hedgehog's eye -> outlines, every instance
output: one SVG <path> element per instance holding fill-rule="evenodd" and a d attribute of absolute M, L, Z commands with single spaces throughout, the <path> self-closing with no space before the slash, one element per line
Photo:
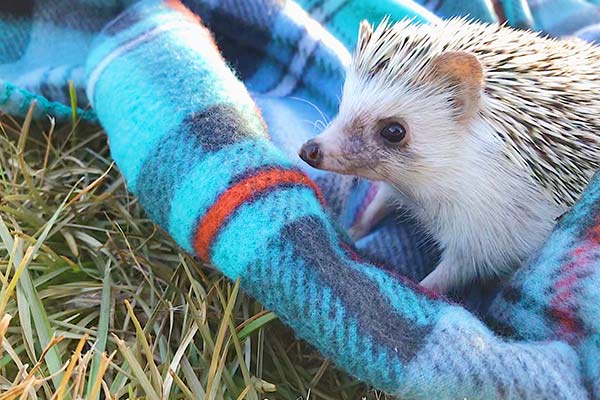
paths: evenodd
<path fill-rule="evenodd" d="M 384 126 L 379 134 L 390 143 L 400 143 L 406 136 L 406 128 L 399 122 L 392 122 Z"/>

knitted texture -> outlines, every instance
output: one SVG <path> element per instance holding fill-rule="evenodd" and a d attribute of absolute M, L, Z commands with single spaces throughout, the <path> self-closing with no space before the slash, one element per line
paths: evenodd
<path fill-rule="evenodd" d="M 131 1 L 16 3 L 0 8 L 11 39 L 2 48 L 2 110 L 23 115 L 36 99 L 36 118 L 70 117 L 73 80 L 79 112 L 92 101 L 83 117 L 106 129 L 151 218 L 185 250 L 240 278 L 339 367 L 406 398 L 600 398 L 600 182 L 489 313 L 491 290 L 467 296 L 488 327 L 399 275 L 419 279 L 437 254 L 410 220 L 383 221 L 356 244 L 377 264 L 351 250 L 332 216 L 348 226 L 377 187 L 295 156 L 337 109 L 360 19 L 469 14 L 549 32 L 584 28 L 593 40 L 600 18 L 592 2 L 188 0 L 192 13 L 148 0 L 118 16 Z M 68 57 L 46 51 L 48 40 Z"/>

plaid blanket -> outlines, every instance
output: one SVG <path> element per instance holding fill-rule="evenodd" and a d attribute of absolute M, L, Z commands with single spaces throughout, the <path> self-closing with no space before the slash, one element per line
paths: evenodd
<path fill-rule="evenodd" d="M 377 185 L 295 156 L 336 112 L 361 19 L 469 15 L 596 40 L 595 3 L 5 2 L 0 107 L 22 116 L 36 100 L 36 118 L 69 118 L 73 81 L 79 115 L 105 128 L 153 220 L 375 387 L 600 398 L 600 178 L 510 282 L 465 295 L 468 311 L 412 284 L 437 253 L 412 221 L 348 243 L 340 225 Z"/>

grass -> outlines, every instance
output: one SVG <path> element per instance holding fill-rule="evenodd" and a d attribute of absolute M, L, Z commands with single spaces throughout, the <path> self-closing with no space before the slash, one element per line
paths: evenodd
<path fill-rule="evenodd" d="M 0 118 L 0 400 L 383 399 L 144 214 L 104 133 Z"/>

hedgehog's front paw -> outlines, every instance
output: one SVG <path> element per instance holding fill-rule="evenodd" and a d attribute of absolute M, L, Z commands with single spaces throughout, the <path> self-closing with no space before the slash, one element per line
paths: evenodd
<path fill-rule="evenodd" d="M 423 280 L 419 283 L 419 285 L 423 286 L 425 289 L 435 292 L 438 294 L 446 293 L 446 285 L 442 282 L 438 275 L 433 272 L 427 275 Z"/>
<path fill-rule="evenodd" d="M 371 232 L 394 208 L 392 203 L 397 197 L 394 189 L 382 182 L 372 183 L 371 185 L 374 194 L 367 196 L 360 216 L 354 225 L 348 229 L 348 234 L 354 241 Z"/>
<path fill-rule="evenodd" d="M 456 274 L 452 271 L 455 265 L 457 264 L 454 262 L 449 263 L 447 260 L 442 260 L 419 284 L 429 291 L 447 294 L 456 287 L 453 279 Z"/>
|---|
Exercise instructions:
Write out each line of the listing above, exactly, from its first line to the line holding "knitted texture -> outlines, every instance", inclusive. Skip the pictures.

Answer for the task:
hedgehog's eye -> outlines, every instance
output: one SVG <path> element per instance holding fill-rule="evenodd" and a d attribute of absolute M, L, Z commands with single spaces throughout, the <path> self-closing with no space before the slash, one element per line
Photo:
paths: evenodd
<path fill-rule="evenodd" d="M 384 126 L 379 134 L 390 143 L 400 143 L 406 136 L 406 128 L 399 122 L 392 122 Z"/>

knitted texture -> outlines, every instance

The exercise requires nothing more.